Can you reproduce the listing below word for word, line by line, leaving out the pictures?
-- Start Data rows --
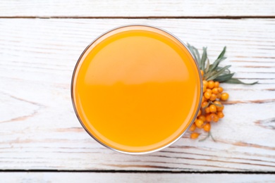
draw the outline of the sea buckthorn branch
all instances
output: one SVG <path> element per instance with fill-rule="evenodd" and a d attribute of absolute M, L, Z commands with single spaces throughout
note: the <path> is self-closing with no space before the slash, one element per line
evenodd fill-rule
<path fill-rule="evenodd" d="M 219 66 L 219 63 L 226 58 L 224 56 L 226 46 L 224 47 L 223 51 L 212 64 L 209 63 L 207 47 L 202 48 L 202 57 L 200 57 L 200 53 L 195 47 L 189 44 L 188 44 L 188 47 L 199 65 L 203 79 L 202 105 L 197 113 L 197 119 L 189 129 L 192 132 L 190 138 L 192 139 L 197 139 L 200 134 L 197 131 L 203 129 L 203 131 L 208 132 L 208 134 L 200 141 L 204 141 L 209 137 L 211 137 L 213 141 L 215 141 L 210 132 L 211 123 L 217 122 L 219 119 L 224 117 L 223 113 L 224 106 L 222 102 L 227 101 L 229 98 L 229 94 L 224 92 L 224 88 L 220 86 L 220 84 L 231 83 L 251 85 L 257 84 L 258 82 L 252 83 L 243 82 L 238 79 L 233 77 L 235 73 L 231 73 L 229 70 L 231 65 Z"/>

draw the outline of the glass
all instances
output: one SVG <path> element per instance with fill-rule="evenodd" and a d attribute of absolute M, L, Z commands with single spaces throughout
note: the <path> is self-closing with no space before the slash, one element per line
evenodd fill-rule
<path fill-rule="evenodd" d="M 175 36 L 127 25 L 97 38 L 76 63 L 73 105 L 80 124 L 116 151 L 162 149 L 188 130 L 202 95 L 198 65 Z"/>

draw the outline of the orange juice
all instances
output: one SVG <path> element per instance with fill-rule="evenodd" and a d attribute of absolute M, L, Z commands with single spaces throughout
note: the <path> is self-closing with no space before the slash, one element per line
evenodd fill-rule
<path fill-rule="evenodd" d="M 84 51 L 72 80 L 75 113 L 86 131 L 120 152 L 152 152 L 178 139 L 200 108 L 200 70 L 171 34 L 130 25 Z"/>

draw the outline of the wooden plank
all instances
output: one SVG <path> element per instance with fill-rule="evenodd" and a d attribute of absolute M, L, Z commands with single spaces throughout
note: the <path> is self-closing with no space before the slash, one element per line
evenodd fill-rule
<path fill-rule="evenodd" d="M 274 182 L 274 175 L 0 172 L 4 182 Z"/>
<path fill-rule="evenodd" d="M 5 17 L 213 17 L 274 16 L 275 2 L 243 1 L 50 0 L 0 2 Z"/>
<path fill-rule="evenodd" d="M 70 84 L 85 46 L 104 31 L 149 24 L 201 48 L 255 86 L 224 84 L 214 142 L 188 139 L 144 156 L 113 152 L 82 130 Z M 275 20 L 0 19 L 0 169 L 274 171 Z M 200 138 L 203 138 L 202 135 Z"/>

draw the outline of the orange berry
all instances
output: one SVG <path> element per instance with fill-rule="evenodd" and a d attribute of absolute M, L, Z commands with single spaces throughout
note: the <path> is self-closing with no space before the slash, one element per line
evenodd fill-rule
<path fill-rule="evenodd" d="M 203 96 L 204 96 L 204 97 L 207 99 L 210 99 L 210 96 L 211 96 L 211 93 L 209 92 L 205 92 L 204 94 L 203 94 Z"/>
<path fill-rule="evenodd" d="M 191 127 L 189 128 L 189 130 L 192 132 L 194 131 L 195 130 L 196 130 L 196 125 L 195 125 L 194 123 L 192 124 Z"/>
<path fill-rule="evenodd" d="M 222 118 L 224 117 L 224 114 L 223 113 L 223 112 L 218 112 L 216 115 L 218 115 L 219 118 Z"/>
<path fill-rule="evenodd" d="M 223 110 L 224 110 L 224 106 L 223 105 L 221 105 L 221 107 L 219 107 L 219 106 L 216 106 L 216 111 L 218 111 L 218 112 L 221 112 L 221 111 L 223 111 Z"/>
<path fill-rule="evenodd" d="M 199 116 L 199 115 L 200 115 L 202 114 L 202 110 L 199 110 L 199 112 L 197 113 L 197 116 Z"/>
<path fill-rule="evenodd" d="M 214 102 L 214 103 L 218 104 L 218 105 L 221 105 L 221 103 L 220 101 L 215 101 Z"/>
<path fill-rule="evenodd" d="M 216 106 L 216 111 L 219 112 L 224 110 L 224 106 L 221 104 L 220 101 L 215 101 L 214 103 L 219 105 L 219 106 Z"/>
<path fill-rule="evenodd" d="M 194 133 L 192 133 L 192 134 L 190 134 L 190 137 L 192 139 L 197 139 L 199 136 L 200 136 L 200 134 L 196 133 L 196 132 L 194 132 Z"/>
<path fill-rule="evenodd" d="M 218 87 L 219 87 L 219 82 L 215 82 L 214 83 L 214 87 L 215 88 L 218 88 Z"/>
<path fill-rule="evenodd" d="M 229 98 L 229 94 L 228 93 L 222 93 L 221 95 L 221 100 L 226 101 Z"/>
<path fill-rule="evenodd" d="M 202 120 L 196 120 L 195 121 L 195 124 L 196 125 L 197 127 L 201 128 L 203 125 L 203 121 Z"/>
<path fill-rule="evenodd" d="M 203 80 L 202 81 L 202 84 L 204 86 L 207 87 L 207 85 L 208 85 L 208 82 L 207 80 Z"/>
<path fill-rule="evenodd" d="M 212 94 L 212 90 L 211 89 L 207 88 L 206 92 L 208 92 Z"/>
<path fill-rule="evenodd" d="M 209 111 L 210 111 L 211 113 L 216 113 L 216 106 L 214 105 L 214 104 L 210 105 Z"/>
<path fill-rule="evenodd" d="M 219 94 L 218 88 L 212 89 L 212 94 Z"/>
<path fill-rule="evenodd" d="M 206 121 L 205 115 L 201 115 L 197 117 L 197 119 L 202 120 L 203 122 Z"/>
<path fill-rule="evenodd" d="M 211 119 L 211 115 L 210 114 L 207 115 L 207 116 L 206 116 L 206 121 L 207 122 L 211 122 L 212 120 L 212 119 Z"/>
<path fill-rule="evenodd" d="M 214 101 L 214 100 L 216 100 L 216 94 L 212 94 L 209 98 L 210 101 Z"/>
<path fill-rule="evenodd" d="M 205 110 L 205 113 L 210 113 L 210 108 L 209 108 L 209 107 L 207 107 L 204 110 Z"/>
<path fill-rule="evenodd" d="M 207 87 L 205 85 L 203 85 L 203 92 L 204 93 L 204 92 L 206 91 L 207 89 Z"/>
<path fill-rule="evenodd" d="M 202 103 L 202 108 L 205 108 L 208 105 L 208 102 L 204 101 Z"/>
<path fill-rule="evenodd" d="M 209 132 L 210 131 L 210 129 L 211 129 L 211 125 L 210 125 L 210 123 L 207 123 L 206 124 L 204 127 L 203 127 L 203 130 L 204 130 L 205 132 Z"/>
<path fill-rule="evenodd" d="M 202 97 L 202 103 L 205 101 L 205 98 L 204 96 Z"/>
<path fill-rule="evenodd" d="M 212 89 L 214 87 L 214 82 L 212 80 L 208 81 L 208 88 Z"/>
<path fill-rule="evenodd" d="M 214 122 L 217 122 L 219 121 L 219 116 L 216 114 L 214 114 L 214 113 L 212 113 L 212 114 L 214 114 L 213 120 Z"/>
<path fill-rule="evenodd" d="M 212 121 L 214 120 L 216 117 L 218 118 L 218 120 L 219 120 L 219 117 L 215 113 L 210 114 L 211 120 L 212 120 Z"/>
<path fill-rule="evenodd" d="M 204 74 L 202 70 L 200 70 L 200 74 L 202 75 L 202 76 L 203 76 L 203 75 Z"/>

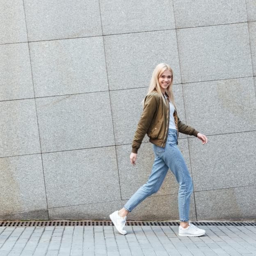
-- End Data rows --
== Answer to this problem ==
draw the outline of the sea buckthorn branch
all instances
output: one SVG <path> element per instance with fill-rule="evenodd" and a d attribute of absolute M, L, Z commands with single spaces throughout
note: the <path> is self-closing with no space before the slash, one element per line
evenodd fill-rule
<path fill-rule="evenodd" d="M 219 66 L 219 63 L 226 58 L 224 56 L 226 46 L 224 47 L 223 51 L 212 64 L 209 63 L 207 47 L 202 48 L 202 57 L 200 57 L 200 53 L 195 47 L 189 44 L 188 44 L 188 47 L 199 65 L 203 79 L 202 105 L 197 113 L 197 119 L 189 129 L 192 132 L 190 138 L 192 139 L 197 139 L 200 134 L 197 131 L 203 129 L 203 131 L 208 132 L 208 134 L 200 141 L 204 141 L 209 137 L 211 137 L 213 141 L 215 141 L 210 132 L 211 123 L 217 122 L 219 119 L 224 117 L 223 113 L 224 106 L 222 102 L 227 101 L 229 98 L 229 94 L 224 92 L 224 88 L 220 86 L 220 84 L 231 83 L 251 85 L 257 84 L 258 82 L 252 83 L 243 82 L 238 79 L 233 77 L 235 73 L 231 73 L 229 70 L 231 65 Z"/>

draw the outline of the glass
all instances
output: one SVG <path> element per instance with fill-rule="evenodd" and a d attribute of absolute M, L, Z commands with single spaces throughout
note: the <path> is self-closing with no space before the slash, one element per line
evenodd fill-rule
<path fill-rule="evenodd" d="M 175 36 L 127 25 L 97 38 L 76 63 L 73 105 L 80 124 L 116 151 L 162 149 L 188 130 L 202 95 L 198 65 Z"/>

draw the outline of the orange juice
all instances
output: one SVG <path> element per instance with fill-rule="evenodd" and a d attribute of absolute M, L, Z commands with single spaces throughout
note: the <path> is self-closing with no space before the slash, one element per line
evenodd fill-rule
<path fill-rule="evenodd" d="M 84 51 L 72 80 L 75 113 L 86 131 L 120 152 L 152 152 L 178 139 L 200 108 L 200 70 L 171 34 L 130 25 Z"/>

draw the outline of the wooden plank
all instances
output: one SVG <path> element per instance with fill-rule="evenodd" and a d attribute of absolute M, L, Z commands with single spaces throughout
note: the <path> is self-closing with no space before the slash, one element per line
evenodd fill-rule
<path fill-rule="evenodd" d="M 274 182 L 274 175 L 0 172 L 4 182 Z"/>
<path fill-rule="evenodd" d="M 5 17 L 213 17 L 274 16 L 275 2 L 243 1 L 50 0 L 0 2 Z"/>
<path fill-rule="evenodd" d="M 70 84 L 85 46 L 104 31 L 149 24 L 201 48 L 255 86 L 224 84 L 214 142 L 188 139 L 144 156 L 113 152 L 82 130 Z M 275 20 L 0 19 L 0 169 L 274 171 Z M 200 138 L 203 138 L 202 135 Z"/>

draw the outline of the orange berry
all instances
output: one SVG <path> element per instance with fill-rule="evenodd" and a d attribute of absolute M, L, Z commands with single spaces throughout
note: the <path> is self-closing with no space before the slash, one element per line
evenodd fill-rule
<path fill-rule="evenodd" d="M 203 96 L 204 96 L 204 97 L 207 99 L 210 99 L 210 96 L 211 96 L 211 93 L 209 92 L 205 92 L 204 94 L 203 94 Z"/>
<path fill-rule="evenodd" d="M 191 127 L 189 128 L 189 130 L 192 132 L 194 131 L 195 130 L 196 130 L 196 125 L 195 125 L 194 123 L 192 124 Z"/>
<path fill-rule="evenodd" d="M 222 118 L 224 117 L 224 114 L 223 113 L 223 112 L 218 112 L 216 115 L 218 115 L 219 118 Z"/>
<path fill-rule="evenodd" d="M 223 110 L 224 110 L 224 106 L 223 105 L 221 105 L 221 107 L 219 107 L 219 106 L 216 106 L 216 111 L 218 111 L 218 112 L 221 112 L 221 111 L 223 111 Z"/>
<path fill-rule="evenodd" d="M 199 116 L 199 115 L 200 115 L 202 114 L 202 110 L 199 110 L 199 112 L 197 113 L 197 116 Z"/>
<path fill-rule="evenodd" d="M 214 102 L 214 103 L 218 104 L 218 105 L 221 105 L 221 103 L 220 101 L 215 101 Z"/>
<path fill-rule="evenodd" d="M 216 106 L 216 111 L 219 112 L 224 110 L 224 106 L 221 104 L 220 101 L 215 101 L 214 103 L 219 105 L 219 106 Z"/>
<path fill-rule="evenodd" d="M 194 133 L 192 133 L 192 134 L 190 134 L 190 137 L 192 139 L 197 139 L 199 136 L 200 136 L 200 134 L 196 133 L 196 132 L 194 132 Z"/>
<path fill-rule="evenodd" d="M 218 87 L 219 87 L 219 82 L 215 82 L 214 83 L 214 87 L 215 88 L 218 88 Z"/>
<path fill-rule="evenodd" d="M 229 98 L 229 94 L 228 93 L 222 93 L 221 95 L 221 100 L 226 101 Z"/>
<path fill-rule="evenodd" d="M 202 120 L 196 120 L 195 121 L 195 124 L 196 125 L 197 127 L 201 128 L 203 125 L 203 121 Z"/>
<path fill-rule="evenodd" d="M 203 80 L 202 81 L 202 84 L 204 86 L 207 87 L 207 85 L 208 85 L 208 82 L 207 80 Z"/>
<path fill-rule="evenodd" d="M 212 94 L 212 90 L 211 89 L 207 88 L 206 92 L 208 92 Z"/>
<path fill-rule="evenodd" d="M 209 111 L 210 111 L 211 113 L 216 113 L 216 106 L 214 105 L 214 104 L 210 105 Z"/>
<path fill-rule="evenodd" d="M 219 94 L 218 88 L 212 89 L 212 94 Z"/>
<path fill-rule="evenodd" d="M 206 121 L 205 115 L 201 115 L 197 117 L 197 119 L 202 120 L 203 122 Z"/>
<path fill-rule="evenodd" d="M 211 119 L 211 115 L 210 114 L 207 115 L 207 116 L 206 116 L 206 121 L 207 122 L 211 122 L 212 120 L 212 119 Z"/>
<path fill-rule="evenodd" d="M 214 101 L 214 100 L 216 100 L 216 94 L 212 94 L 209 98 L 210 101 Z"/>
<path fill-rule="evenodd" d="M 205 110 L 205 113 L 210 113 L 210 108 L 209 108 L 209 107 L 207 107 L 204 110 Z"/>
<path fill-rule="evenodd" d="M 207 87 L 205 85 L 203 85 L 203 92 L 204 93 L 204 92 L 206 91 L 207 89 Z"/>
<path fill-rule="evenodd" d="M 202 103 L 202 108 L 205 108 L 208 105 L 208 102 L 204 101 Z"/>
<path fill-rule="evenodd" d="M 209 132 L 210 131 L 210 129 L 211 129 L 211 125 L 210 125 L 210 123 L 207 123 L 206 124 L 204 127 L 203 127 L 203 130 L 204 130 L 205 132 Z"/>
<path fill-rule="evenodd" d="M 202 97 L 202 103 L 205 101 L 205 98 L 204 96 Z"/>
<path fill-rule="evenodd" d="M 212 89 L 214 87 L 214 82 L 212 80 L 208 81 L 208 88 Z"/>
<path fill-rule="evenodd" d="M 214 122 L 217 122 L 219 121 L 219 116 L 216 114 L 214 114 L 214 113 L 212 113 L 212 114 L 214 114 L 213 120 Z"/>
<path fill-rule="evenodd" d="M 212 121 L 214 120 L 216 117 L 218 118 L 218 120 L 219 120 L 219 117 L 215 113 L 210 114 L 211 120 L 212 120 Z"/>
<path fill-rule="evenodd" d="M 204 74 L 202 70 L 200 70 L 200 74 L 202 75 L 202 76 L 203 76 L 203 75 Z"/>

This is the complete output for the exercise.